** START OF Source document **

Input Output Buffer formatting

I’m trying to inference a YoloV2 network.
With input shape (1,608,608,3) and output shape (1, 19, 19, 5, 6). NHWC formatting, there are sufficient transpose layers on in/out for this.

I am preparing the image buffer as follows: Where device buffer is a void*[2] passed to the function as void* (&buffer)[2]. Note the input mat is a RGB not BGR formatted mat.

    cv::cuda::GpuMat flMat;
    cv::cuda::resize(irImg, irImg, cv::Size(608,608), 0, 0, cv::INTER_CUBIC);
    irImg.convertTo(flMat, CV_32FC3);
    cv::cuda::divide(flMat, 255.0, flMat);
     float* devicePtr;
    cudaMalloc(&devicePtr, bufferSize[0]);
    cv::cuda::GpuMat deviceMat(mat.rows, mat.cols, CV_32FC3, devicePtr);
    mat.copyTo(deviceMat);
    cudaError_t err = cudaMemcpy(deviceBuffer[0], devicePtr, bufferSize[0], cudaMemcpyDeviceToDevice);
    if (err != cudaError::cudaSuccess) {
        DLOG(INFO) << "Buffer load failed: " << err;
        return false;
    }
    cudaFree(devicePtr);

I think execute inference using the void*[2] in/out buffer and attempt to decode the output using a 3D for loop over the 19,19,5 dims.

The indexing for the output is calculated using, where i is the 5th dim on the output shape above:

dim.d[1] * (dim.d[2]*(dim.d[3]*r+c)+b)+i

With the loop looking like:

for (int r = 0; r < dataDim.d[1]; r++) {
for (int c = 0; c < dataDim.d[2]; c++) {
for (int b = 0; b < dataDim.d[3]; b++) {
float tp = data[calculateIdx(r,c,b,4,dataDim)];
float prob = sigmoid(tp);
if (prob < 0.5f) { continue; }

The decoded output is completely incorrect, almost all grids return sufficient detection probability.
Any thoughts would be appreciated

** END OF Source document **
** START OF Data excerpt **

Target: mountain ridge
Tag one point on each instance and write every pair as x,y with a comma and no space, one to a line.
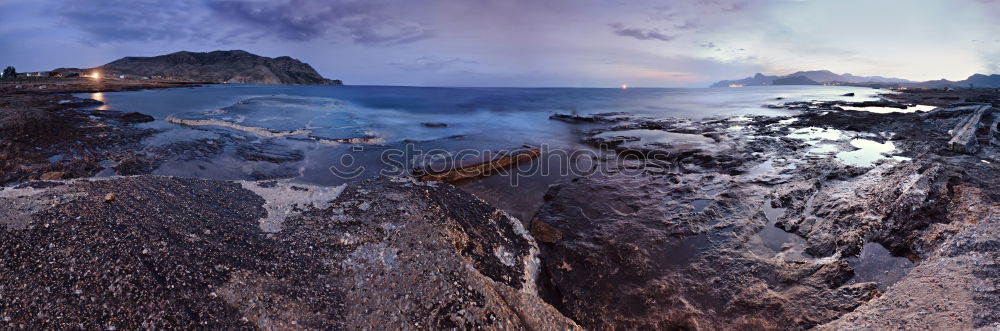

** END OF Data excerpt **

### Goal A
What input shape does the YOLO forum post give for the network?
### Goal B
From the YOLO forum post, pull out the stretch from "for (int r = 0;" through "sufficient detection probability.", word for word.

### Answer A
(1,608,608,3)

### Answer B
for (int r = 0; r < dataDim.d[1]; r++) {
for (int c = 0; c < dataDim.d[2]; c++) {
for (int b = 0; b < dataDim.d[3]; b++) {
float tp = data[calculateIdx(r,c,b,4,dataDim)];
float prob = sigmoid(tp);
if (prob < 0.5f) { continue; }

The decoded output is completely incorrect, almost all grids return sufficient detection probability.